What is expected >> Give the date on which, according to the article about alcohol extremists, the Sutherland Institute published its essay defending Utah's liquor regulations.

How Alcohol Extremists Think: A Model of Delusion
I’ve read a great deal from what some call the “prevention community” and what others call “neo-Prohibitionists”. And I regularly read the various cases for enhanced alcohol regulation as well as the various cases for not “deregulating.”
However I don’t think I’ve ever read a clearer, more concise, or more unapologetic argument for the extreme in alcohol regulation, than that crafted and published recently by The Sutherland Institute, a Utah-based conservative think tank. Though the Sutherland Institute has no official ties to the Church of Latter Day Saints, its policy positions track the social and public policy positions of the LDS Church. This includes their view on alcohol and alcohol regulations.
On April 16, the Sutherland Institute published the essay, “Nothing Silly or Embarrassing About Utah’s Liquor Regulations”. The essay was apparently written in response to various criticisms of Utah’s “Zion Curtain”—the law that requires that in restaurants patrons be protected from seeing drinks mixed by placing a barrier between the bartending area and patrons. However, the essay is really a fascinating manifesto that calls for an extreme form of alcohol regulation. In this essay, a series of principles concerning alcohol are laid out. Among the more foundational principles are:
“Liquor is a personal and societal negative.”

[Saved data entries]
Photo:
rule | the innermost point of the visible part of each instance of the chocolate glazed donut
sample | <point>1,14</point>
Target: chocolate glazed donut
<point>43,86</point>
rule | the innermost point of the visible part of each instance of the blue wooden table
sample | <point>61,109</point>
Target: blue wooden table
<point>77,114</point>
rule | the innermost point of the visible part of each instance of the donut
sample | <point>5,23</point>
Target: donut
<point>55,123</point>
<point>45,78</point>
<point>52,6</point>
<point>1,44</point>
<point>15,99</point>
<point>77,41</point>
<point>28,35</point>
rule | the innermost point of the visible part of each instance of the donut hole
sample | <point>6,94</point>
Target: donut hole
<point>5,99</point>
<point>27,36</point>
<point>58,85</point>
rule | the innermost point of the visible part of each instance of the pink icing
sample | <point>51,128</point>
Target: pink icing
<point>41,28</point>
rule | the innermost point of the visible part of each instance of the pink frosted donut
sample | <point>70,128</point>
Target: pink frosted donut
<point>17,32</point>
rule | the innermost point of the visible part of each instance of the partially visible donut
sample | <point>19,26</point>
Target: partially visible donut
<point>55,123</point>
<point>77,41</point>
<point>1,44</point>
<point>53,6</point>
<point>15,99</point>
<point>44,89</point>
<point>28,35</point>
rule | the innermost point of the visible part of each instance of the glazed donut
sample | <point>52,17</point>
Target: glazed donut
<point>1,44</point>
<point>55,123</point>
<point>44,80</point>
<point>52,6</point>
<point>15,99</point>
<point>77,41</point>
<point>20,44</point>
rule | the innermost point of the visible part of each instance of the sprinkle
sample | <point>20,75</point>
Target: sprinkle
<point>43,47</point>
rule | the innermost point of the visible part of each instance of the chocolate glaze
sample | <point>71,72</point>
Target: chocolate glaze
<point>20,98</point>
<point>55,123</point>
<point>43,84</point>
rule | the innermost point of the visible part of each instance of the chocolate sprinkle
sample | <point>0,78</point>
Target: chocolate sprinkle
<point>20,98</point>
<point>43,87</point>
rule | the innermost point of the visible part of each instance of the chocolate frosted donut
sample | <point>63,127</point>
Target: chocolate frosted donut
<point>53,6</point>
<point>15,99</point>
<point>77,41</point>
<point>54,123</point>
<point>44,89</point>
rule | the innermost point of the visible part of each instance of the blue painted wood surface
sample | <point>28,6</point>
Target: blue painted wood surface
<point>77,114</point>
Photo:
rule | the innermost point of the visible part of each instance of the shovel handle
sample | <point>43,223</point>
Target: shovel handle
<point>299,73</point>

Exercise answer >> April 16